Each record needs to be transcribed word for word, though without its pictures.

§ Material provided
_____
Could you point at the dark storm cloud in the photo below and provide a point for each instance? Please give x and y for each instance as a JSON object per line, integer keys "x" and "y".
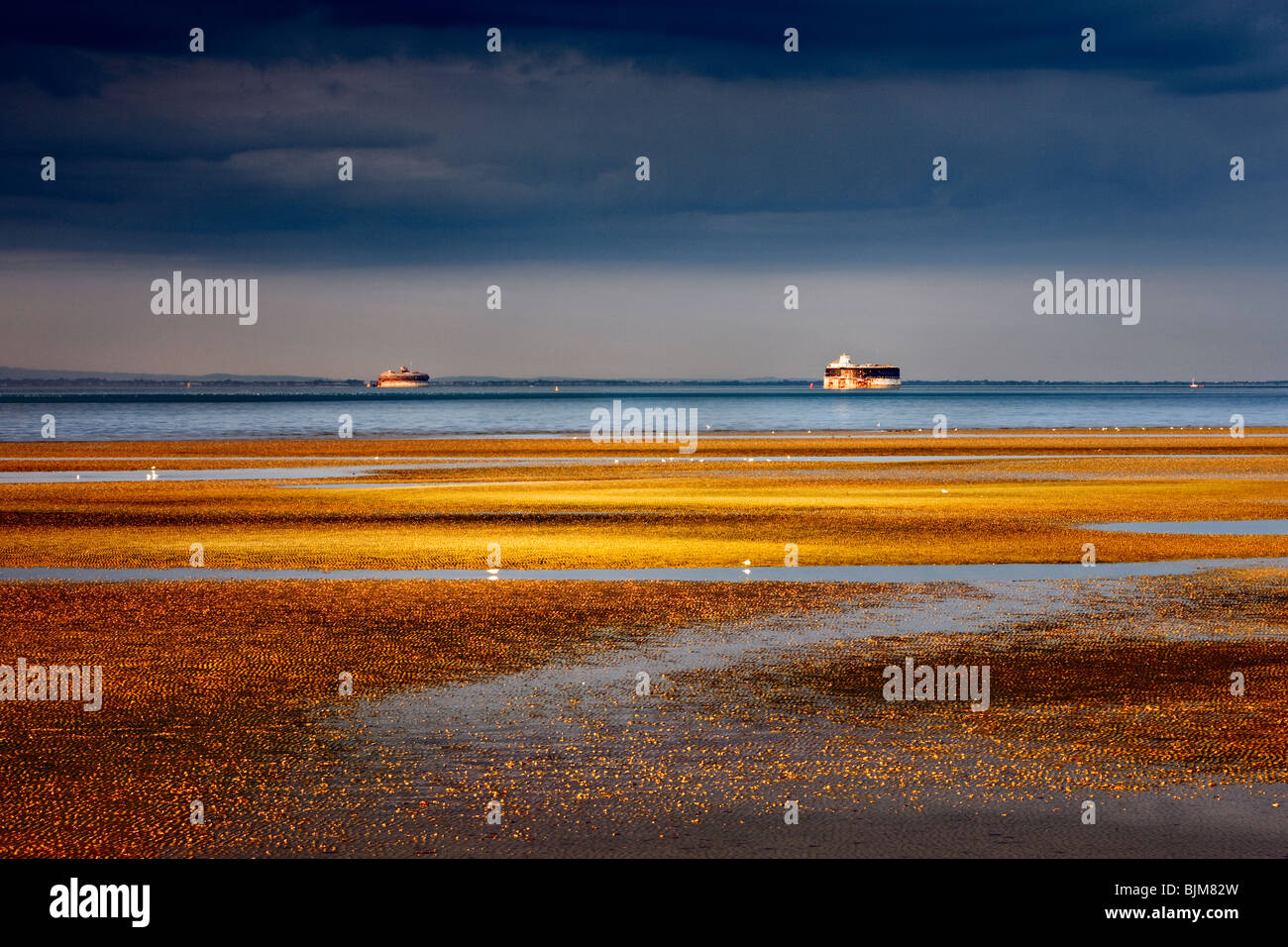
{"x": 818, "y": 157}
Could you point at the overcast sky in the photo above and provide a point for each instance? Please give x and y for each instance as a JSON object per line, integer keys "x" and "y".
{"x": 767, "y": 167}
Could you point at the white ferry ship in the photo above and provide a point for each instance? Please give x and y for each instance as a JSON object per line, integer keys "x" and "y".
{"x": 845, "y": 373}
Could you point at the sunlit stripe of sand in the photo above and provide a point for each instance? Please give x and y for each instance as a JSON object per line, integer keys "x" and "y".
{"x": 325, "y": 471}
{"x": 974, "y": 573}
{"x": 583, "y": 764}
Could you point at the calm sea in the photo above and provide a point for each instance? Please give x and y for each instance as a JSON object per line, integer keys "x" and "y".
_____
§ Response to the task
Could you point at the dark storm cloud in the photo below and provide a point for each instance? Please give x and y for each instance as a JSON object per line, integer keys "x" and "y".
{"x": 818, "y": 157}
Could you point at the overcast sky in the photo above and provide a point for each instance? Please give x and y for each instance as a JSON object per line, integer keys "x" and "y".
{"x": 767, "y": 167}
Could you point at the white ferry ship in the photo above and provide a point for each instance? Please give x and y for each instance as a JSON object per line, integer keys "x" and "y".
{"x": 845, "y": 373}
Could you point at the sunlit stripe of sand in the photo above and provide a point for each instance? Please give x and y for each instance as a JSON object per line, integer keys "x" and "y".
{"x": 325, "y": 471}
{"x": 974, "y": 573}
{"x": 583, "y": 764}
Could you point at the calm sea in the photo above and provide a point for each instance? Please give x and y for each instance as a JSON object per line, integer keys "x" and "y".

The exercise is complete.